ФРАГМЕНТ ТЕКСТА =>
——————
Проблематика построения и онтологии пространственных образов детально разработана в трудах И.Т. Касавина [Касавин, 1999],
Д.Н. и Н.Ю. Замятиных и И.Д. Митина [Замятин, Замятина, Митин, 2008 и др.]. Этому посвящена и значительная часть моей монографии [Лавренова, 2010; Lavrenova, 2019]. Известный российский философ В.А. Подорога реализует уже упомянутый «пространственный поворот» в попытке структурировать художественные тексты, их внутреннюю неоднородность, с помощью такой категории как ландшафт [Подорога, 1995]. Интересно, что в подобных экзерсисах, казалось бы, имеющих весьма отдаленное отношение к реальному географическому пространству, обнажаются структурные особенности ландшафта как такового. Его структурные элементы, которые используются для создания философских интерпретаций и интеллектуальных фреймов, оказываются наиболее важными в контексте культуры как своеобразные «точки приращения смыслов».
Рассматривая пространственные представления и их интерпретации, следует определиться с понятием культуры, как их источника. В качестве рабочей теории наиболее подходит понимание культуры, бытующее в современной антропологии - как способа производства значений, смыслов и символов, их распространения, закрепления их освоения (Макс Вебер, Клиффорд Гирц). Постоянное воспроизводство значений происходит по сценарию, уже отработанному в культуре. Чтобы сценарий изменился, должны произойти изменения в мен-тальности, обусловленные сменой исторических эпох или научных парадигм. Исследования этого процесса также можно рассматривать как один из способов порождения новых интерпретаций и семи-озиса. Переструктурирование культурного пространства происходит иногда резко и скачкообразно, иногда последовательно и постепенно, в зависимости от скорости и характера происходящих в культуре процессов.
——————
БЛОК ДАННЫХ =>
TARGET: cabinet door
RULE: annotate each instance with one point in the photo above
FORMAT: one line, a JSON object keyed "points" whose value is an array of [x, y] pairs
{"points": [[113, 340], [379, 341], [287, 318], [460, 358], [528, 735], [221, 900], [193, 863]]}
——————
ЗАДАНИЕ 1 =>
Перечислите по порядку все годы, указанные в ссылках в квадратных скобках во фрагменте о пространственных образах и культуре.
ЗАДАНИЕ 2 =>
Продолжите фрагмент о пространственных образах и культуре после его последнего предложения.

ОТВЕТ 1 =>
1999, 2008, 2010, 2019, 1995

ОТВЕТ 2 =>
Культура рассматривается как «фабрика смыслов» - субъект се-миозиса, в том числе и связанного с пространством. Важно, что процесс вторичной рефлексии затрагивает уже созданные смыслы, вошедшие структуру в геокультурного пространства и культурного ландшафта. Научное знание - не исключение. Оно также является частью культуры и способно провоцировать рождение новых смыслов, которые в свою очередь становятся объектами изучения. Это своего рода «рефлексия в квадрате», игра разума. В такой вариативности интерпретаций элемент игры - конструкционная необходимость, из информационных кластеров создается целостная картина, без участия творческого интеллекта информация бы осталась разрозненной. Парадигмы, методология, концептуальные установки выполняют функции «правил игры», благодаря которым пересоздается картина мира. Подобные «игры с пространством» создают полифонию дискурсов. Это многообразие становится предметом исследования, при том что объектом и в этом случае по-прежнему остается культурный ландшафт и/или геокультурное пространство как единое целое.
Имеет смысл рассмотреть здесь наиболее важные из этих дискурсов, структурирующих представления культуры о пространстве, ставшие его частью.
Одно из них - игра масштабами. Этот дискурс создавался в основном географами. «Высота» виртуального взгляда определяет широту охвата поля зрения и его детальность. Редуцирование информации при «взгляде сверху» происходит именно в человеческом сознании, поскольку технические возможности космической съемки позволяют не терять деталей. В цифровых космических и аэрофотоснимках возможно приближать объекты и рассматривать их достаточно подробно, этот принцип используется в создании ГИС (геоинформационных систем), в которых можно варьировать масштаб приближения к объекту без потери информации.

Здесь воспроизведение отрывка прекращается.